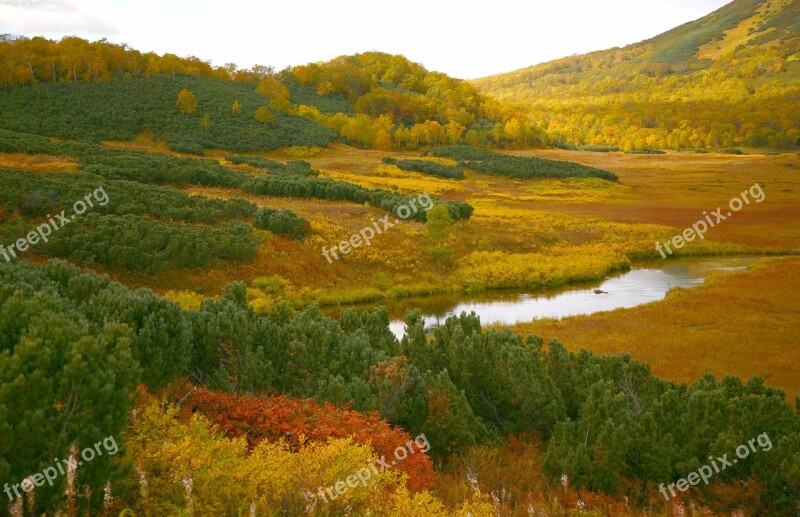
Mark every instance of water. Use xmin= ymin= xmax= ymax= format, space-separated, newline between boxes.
xmin=328 ymin=257 xmax=759 ymax=338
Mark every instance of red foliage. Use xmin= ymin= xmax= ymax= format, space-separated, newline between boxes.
xmin=182 ymin=389 xmax=434 ymax=490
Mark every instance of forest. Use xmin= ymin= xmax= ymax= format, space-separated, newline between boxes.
xmin=0 ymin=261 xmax=800 ymax=513
xmin=0 ymin=36 xmax=542 ymax=154
xmin=474 ymin=0 xmax=800 ymax=151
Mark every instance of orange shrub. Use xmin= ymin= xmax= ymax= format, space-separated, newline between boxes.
xmin=184 ymin=389 xmax=434 ymax=490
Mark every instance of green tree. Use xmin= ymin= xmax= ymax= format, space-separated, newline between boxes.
xmin=425 ymin=204 xmax=453 ymax=244
xmin=255 ymin=106 xmax=275 ymax=124
xmin=199 ymin=113 xmax=211 ymax=131
xmin=175 ymin=88 xmax=197 ymax=114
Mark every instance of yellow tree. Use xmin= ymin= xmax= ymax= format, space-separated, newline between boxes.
xmin=444 ymin=120 xmax=467 ymax=144
xmin=256 ymin=76 xmax=290 ymax=101
xmin=175 ymin=88 xmax=197 ymax=114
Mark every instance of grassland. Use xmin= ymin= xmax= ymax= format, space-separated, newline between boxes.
xmin=514 ymin=257 xmax=800 ymax=402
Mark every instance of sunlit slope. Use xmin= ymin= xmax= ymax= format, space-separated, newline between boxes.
xmin=473 ymin=0 xmax=800 ymax=150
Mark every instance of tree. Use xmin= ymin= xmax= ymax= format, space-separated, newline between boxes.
xmin=175 ymin=88 xmax=197 ymax=114
xmin=255 ymin=106 xmax=275 ymax=124
xmin=256 ymin=76 xmax=290 ymax=101
xmin=425 ymin=204 xmax=453 ymax=244
xmin=199 ymin=113 xmax=211 ymax=131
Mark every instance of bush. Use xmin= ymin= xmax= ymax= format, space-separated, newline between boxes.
xmin=625 ymin=149 xmax=667 ymax=154
xmin=253 ymin=208 xmax=311 ymax=240
xmin=168 ymin=142 xmax=205 ymax=156
xmin=382 ymin=156 xmax=464 ymax=180
xmin=432 ymin=145 xmax=618 ymax=181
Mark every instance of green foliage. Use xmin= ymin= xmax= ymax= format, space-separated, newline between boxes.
xmin=0 ymin=261 xmax=191 ymax=514
xmin=37 ymin=213 xmax=259 ymax=273
xmin=382 ymin=156 xmax=464 ymax=180
xmin=625 ymin=149 xmax=667 ymax=154
xmin=574 ymin=145 xmax=619 ymax=153
xmin=425 ymin=205 xmax=453 ymax=243
xmin=253 ymin=208 xmax=311 ymax=240
xmin=0 ymin=75 xmax=336 ymax=154
xmin=0 ymin=263 xmax=800 ymax=514
xmin=241 ymin=174 xmax=473 ymax=221
xmin=225 ymin=155 xmax=319 ymax=176
xmin=474 ymin=0 xmax=800 ymax=150
xmin=431 ymin=145 xmax=618 ymax=181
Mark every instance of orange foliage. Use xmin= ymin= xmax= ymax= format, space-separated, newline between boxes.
xmin=184 ymin=389 xmax=434 ymax=490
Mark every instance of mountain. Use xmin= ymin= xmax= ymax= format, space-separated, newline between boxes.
xmin=473 ymin=0 xmax=800 ymax=150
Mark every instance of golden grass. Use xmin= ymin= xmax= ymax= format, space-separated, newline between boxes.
xmin=89 ymin=145 xmax=800 ymax=304
xmin=514 ymin=257 xmax=800 ymax=404
xmin=0 ymin=153 xmax=78 ymax=172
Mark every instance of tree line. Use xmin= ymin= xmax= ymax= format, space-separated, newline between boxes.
xmin=0 ymin=261 xmax=800 ymax=513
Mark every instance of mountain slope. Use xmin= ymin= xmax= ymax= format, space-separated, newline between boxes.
xmin=473 ymin=0 xmax=800 ymax=149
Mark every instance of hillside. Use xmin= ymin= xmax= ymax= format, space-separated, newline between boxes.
xmin=473 ymin=0 xmax=800 ymax=150
xmin=0 ymin=36 xmax=540 ymax=154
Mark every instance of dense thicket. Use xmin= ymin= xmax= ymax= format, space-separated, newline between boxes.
xmin=0 ymin=130 xmax=473 ymax=221
xmin=0 ymin=263 xmax=800 ymax=513
xmin=36 ymin=213 xmax=259 ymax=273
xmin=382 ymin=156 xmax=464 ymax=180
xmin=241 ymin=175 xmax=473 ymax=221
xmin=225 ymin=155 xmax=319 ymax=176
xmin=431 ymin=145 xmax=618 ymax=181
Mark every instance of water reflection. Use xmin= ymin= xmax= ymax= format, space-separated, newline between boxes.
xmin=326 ymin=257 xmax=759 ymax=337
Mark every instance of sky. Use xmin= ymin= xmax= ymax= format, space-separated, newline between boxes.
xmin=0 ymin=0 xmax=729 ymax=79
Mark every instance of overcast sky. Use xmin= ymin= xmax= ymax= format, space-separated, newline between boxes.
xmin=0 ymin=0 xmax=728 ymax=79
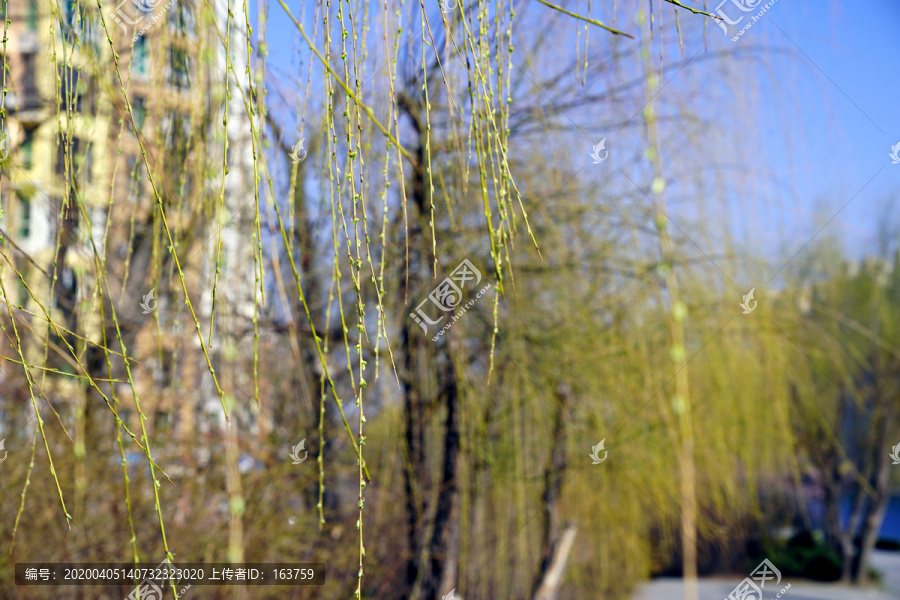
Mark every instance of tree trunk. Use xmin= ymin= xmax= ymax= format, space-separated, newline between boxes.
xmin=531 ymin=385 xmax=575 ymax=600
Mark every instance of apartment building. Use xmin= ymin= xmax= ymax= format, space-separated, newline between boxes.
xmin=0 ymin=0 xmax=255 ymax=434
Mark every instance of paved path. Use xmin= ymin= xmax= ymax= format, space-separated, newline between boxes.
xmin=633 ymin=551 xmax=900 ymax=600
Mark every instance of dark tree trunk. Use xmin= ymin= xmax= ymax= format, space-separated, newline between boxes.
xmin=531 ymin=385 xmax=574 ymax=598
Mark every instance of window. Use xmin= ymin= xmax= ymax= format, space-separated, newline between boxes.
xmin=168 ymin=47 xmax=191 ymax=90
xmin=169 ymin=2 xmax=194 ymax=37
xmin=56 ymin=134 xmax=81 ymax=176
xmin=21 ymin=127 xmax=35 ymax=170
xmin=19 ymin=193 xmax=31 ymax=240
xmin=22 ymin=54 xmax=38 ymax=107
xmin=162 ymin=110 xmax=191 ymax=149
xmin=131 ymin=96 xmax=147 ymax=132
xmin=59 ymin=69 xmax=90 ymax=112
xmin=27 ymin=0 xmax=38 ymax=31
xmin=131 ymin=36 xmax=147 ymax=77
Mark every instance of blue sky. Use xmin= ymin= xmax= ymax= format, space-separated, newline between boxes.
xmin=253 ymin=0 xmax=900 ymax=273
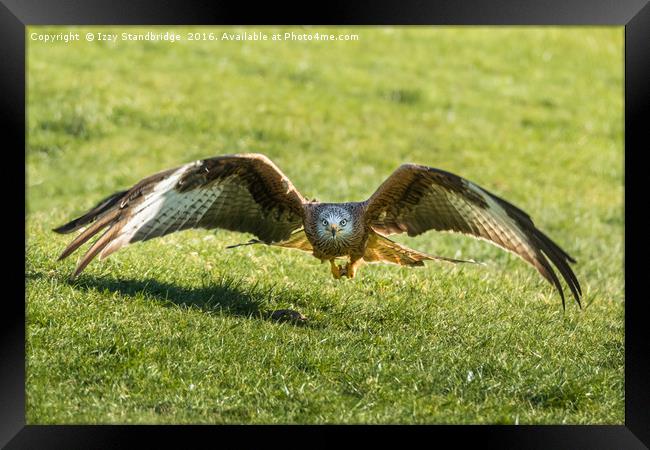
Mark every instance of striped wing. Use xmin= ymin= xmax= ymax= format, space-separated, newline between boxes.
xmin=366 ymin=164 xmax=582 ymax=305
xmin=54 ymin=154 xmax=305 ymax=277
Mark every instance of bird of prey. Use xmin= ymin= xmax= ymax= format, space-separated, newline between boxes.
xmin=54 ymin=153 xmax=582 ymax=306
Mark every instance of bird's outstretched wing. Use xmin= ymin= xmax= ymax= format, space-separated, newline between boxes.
xmin=54 ymin=153 xmax=305 ymax=277
xmin=365 ymin=164 xmax=582 ymax=306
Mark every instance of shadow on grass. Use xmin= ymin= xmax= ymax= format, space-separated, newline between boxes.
xmin=27 ymin=273 xmax=313 ymax=327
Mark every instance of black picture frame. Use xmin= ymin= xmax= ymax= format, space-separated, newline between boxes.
xmin=6 ymin=0 xmax=650 ymax=449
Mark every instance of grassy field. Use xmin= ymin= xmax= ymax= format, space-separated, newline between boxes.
xmin=25 ymin=27 xmax=624 ymax=424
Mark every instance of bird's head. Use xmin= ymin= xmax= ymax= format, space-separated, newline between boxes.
xmin=317 ymin=206 xmax=354 ymax=241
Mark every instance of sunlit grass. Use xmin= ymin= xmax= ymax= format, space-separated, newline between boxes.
xmin=26 ymin=27 xmax=624 ymax=424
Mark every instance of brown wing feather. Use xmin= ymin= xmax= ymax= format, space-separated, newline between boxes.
xmin=366 ymin=164 xmax=582 ymax=305
xmin=54 ymin=154 xmax=305 ymax=276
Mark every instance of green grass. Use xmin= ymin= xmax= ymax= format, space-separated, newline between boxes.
xmin=25 ymin=27 xmax=624 ymax=424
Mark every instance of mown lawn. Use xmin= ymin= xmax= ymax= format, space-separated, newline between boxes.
xmin=25 ymin=27 xmax=624 ymax=424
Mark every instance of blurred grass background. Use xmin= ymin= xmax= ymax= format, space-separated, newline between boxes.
xmin=26 ymin=27 xmax=624 ymax=424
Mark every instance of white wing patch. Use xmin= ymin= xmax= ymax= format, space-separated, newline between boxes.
xmin=99 ymin=163 xmax=194 ymax=259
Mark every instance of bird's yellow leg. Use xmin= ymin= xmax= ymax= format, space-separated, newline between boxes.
xmin=343 ymin=257 xmax=363 ymax=278
xmin=330 ymin=259 xmax=341 ymax=280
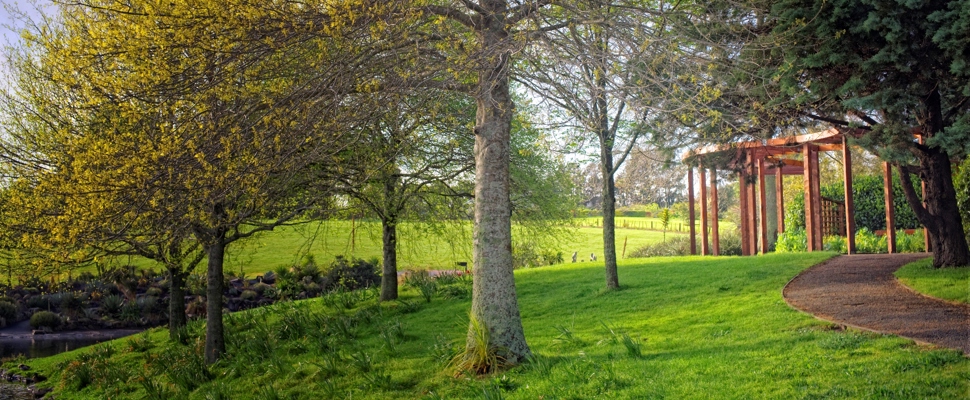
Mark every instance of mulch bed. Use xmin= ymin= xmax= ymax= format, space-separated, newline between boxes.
xmin=783 ymin=253 xmax=970 ymax=355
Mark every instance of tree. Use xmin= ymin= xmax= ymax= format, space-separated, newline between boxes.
xmin=1 ymin=0 xmax=380 ymax=363
xmin=416 ymin=0 xmax=568 ymax=370
xmin=769 ymin=0 xmax=970 ymax=267
xmin=518 ymin=1 xmax=655 ymax=289
xmin=338 ymin=90 xmax=474 ymax=301
xmin=616 ymin=146 xmax=687 ymax=208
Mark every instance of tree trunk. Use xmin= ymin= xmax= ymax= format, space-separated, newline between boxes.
xmin=205 ymin=234 xmax=226 ymax=364
xmin=168 ymin=266 xmax=188 ymax=341
xmin=899 ymin=149 xmax=970 ymax=268
xmin=600 ymin=139 xmax=620 ymax=290
xmin=899 ymin=89 xmax=970 ymax=268
xmin=381 ymin=217 xmax=397 ymax=301
xmin=466 ymin=0 xmax=531 ymax=364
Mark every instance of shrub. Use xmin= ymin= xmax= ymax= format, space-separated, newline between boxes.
xmin=293 ymin=255 xmax=320 ymax=281
xmin=512 ymin=242 xmax=564 ymax=268
xmin=404 ymin=270 xmax=438 ymax=303
xmin=720 ymin=231 xmax=741 ymax=256
xmin=0 ymin=301 xmax=20 ymax=322
xmin=775 ymin=229 xmax=808 ymax=253
xmin=121 ymin=302 xmax=141 ymax=322
xmin=101 ymin=294 xmax=124 ymax=315
xmin=252 ymin=282 xmax=272 ymax=294
xmin=785 ymin=172 xmax=920 ymax=232
xmin=953 ymin=157 xmax=970 ymax=245
xmin=30 ymin=311 xmax=62 ymax=330
xmin=135 ymin=296 xmax=161 ymax=316
xmin=27 ymin=294 xmax=54 ymax=310
xmin=322 ymin=256 xmax=381 ymax=292
xmin=58 ymin=292 xmax=84 ymax=311
xmin=822 ymin=235 xmax=848 ymax=254
xmin=855 ymin=227 xmax=888 ymax=254
xmin=896 ymin=230 xmax=926 ymax=253
xmin=630 ymin=236 xmax=690 ymax=258
xmin=239 ymin=290 xmax=259 ymax=301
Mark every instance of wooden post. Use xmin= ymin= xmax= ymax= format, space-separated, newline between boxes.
xmin=775 ymin=165 xmax=785 ymax=235
xmin=920 ymin=133 xmax=928 ymax=251
xmin=802 ymin=143 xmax=822 ymax=251
xmin=711 ymin=167 xmax=721 ymax=256
xmin=697 ymin=165 xmax=711 ymax=256
xmin=882 ymin=162 xmax=896 ymax=254
xmin=758 ymin=157 xmax=768 ymax=254
xmin=687 ymin=167 xmax=697 ymax=256
xmin=738 ymin=168 xmax=751 ymax=256
xmin=746 ymin=158 xmax=758 ymax=255
xmin=842 ymin=136 xmax=855 ymax=254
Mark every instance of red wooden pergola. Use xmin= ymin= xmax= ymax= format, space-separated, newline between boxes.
xmin=684 ymin=128 xmax=929 ymax=255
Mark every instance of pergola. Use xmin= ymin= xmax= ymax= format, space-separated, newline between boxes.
xmin=684 ymin=128 xmax=916 ymax=255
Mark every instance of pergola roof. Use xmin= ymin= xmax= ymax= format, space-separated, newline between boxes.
xmin=683 ymin=128 xmax=844 ymax=175
xmin=683 ymin=128 xmax=920 ymax=255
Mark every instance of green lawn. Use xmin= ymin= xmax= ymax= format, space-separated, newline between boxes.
xmin=109 ymin=220 xmax=678 ymax=276
xmin=896 ymin=258 xmax=970 ymax=303
xmin=572 ymin=217 xmax=737 ymax=233
xmin=22 ymin=253 xmax=970 ymax=399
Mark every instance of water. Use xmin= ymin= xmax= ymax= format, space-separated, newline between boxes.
xmin=0 ymin=336 xmax=125 ymax=358
xmin=0 ymin=382 xmax=34 ymax=400
xmin=0 ymin=321 xmax=140 ymax=360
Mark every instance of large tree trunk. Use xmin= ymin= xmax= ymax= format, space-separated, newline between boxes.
xmin=168 ymin=266 xmax=188 ymax=341
xmin=466 ymin=0 xmax=531 ymax=364
xmin=381 ymin=217 xmax=397 ymax=301
xmin=899 ymin=90 xmax=970 ymax=268
xmin=205 ymin=234 xmax=226 ymax=364
xmin=900 ymin=149 xmax=970 ymax=268
xmin=600 ymin=139 xmax=620 ymax=290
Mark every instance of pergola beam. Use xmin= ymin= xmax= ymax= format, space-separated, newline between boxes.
xmin=687 ymin=167 xmax=697 ymax=256
xmin=758 ymin=158 xmax=768 ymax=254
xmin=697 ymin=165 xmax=711 ymax=256
xmin=882 ymin=162 xmax=896 ymax=254
xmin=711 ymin=167 xmax=721 ymax=256
xmin=842 ymin=136 xmax=856 ymax=254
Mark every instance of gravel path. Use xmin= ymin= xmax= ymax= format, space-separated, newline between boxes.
xmin=783 ymin=253 xmax=970 ymax=355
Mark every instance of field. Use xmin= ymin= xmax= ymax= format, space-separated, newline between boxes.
xmin=117 ymin=218 xmax=682 ymax=276
xmin=896 ymin=258 xmax=970 ymax=304
xmin=22 ymin=253 xmax=970 ymax=399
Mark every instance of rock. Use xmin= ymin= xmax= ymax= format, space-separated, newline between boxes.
xmin=28 ymin=385 xmax=52 ymax=399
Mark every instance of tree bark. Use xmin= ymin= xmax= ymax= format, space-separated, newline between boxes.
xmin=899 ymin=89 xmax=970 ymax=268
xmin=381 ymin=217 xmax=397 ymax=301
xmin=168 ymin=266 xmax=188 ymax=341
xmin=600 ymin=138 xmax=620 ymax=290
xmin=466 ymin=0 xmax=531 ymax=365
xmin=899 ymin=149 xmax=970 ymax=268
xmin=205 ymin=233 xmax=226 ymax=364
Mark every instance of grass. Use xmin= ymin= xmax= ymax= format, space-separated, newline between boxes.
xmin=896 ymin=258 xmax=970 ymax=304
xmin=13 ymin=253 xmax=970 ymax=399
xmin=572 ymin=216 xmax=737 ymax=233
xmin=91 ymin=220 xmax=678 ymax=276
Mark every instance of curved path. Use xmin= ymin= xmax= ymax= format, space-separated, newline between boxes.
xmin=782 ymin=253 xmax=970 ymax=355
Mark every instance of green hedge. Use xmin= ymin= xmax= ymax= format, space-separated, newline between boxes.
xmin=785 ymin=173 xmax=923 ymax=232
xmin=953 ymin=157 xmax=970 ymax=245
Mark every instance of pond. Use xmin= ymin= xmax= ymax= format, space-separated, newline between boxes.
xmin=0 ymin=321 xmax=140 ymax=358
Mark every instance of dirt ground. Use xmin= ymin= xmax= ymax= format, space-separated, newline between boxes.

Job
How many lines of the records above contain the string "pergola", with case counting? Give only the number.

Response to the exercise
4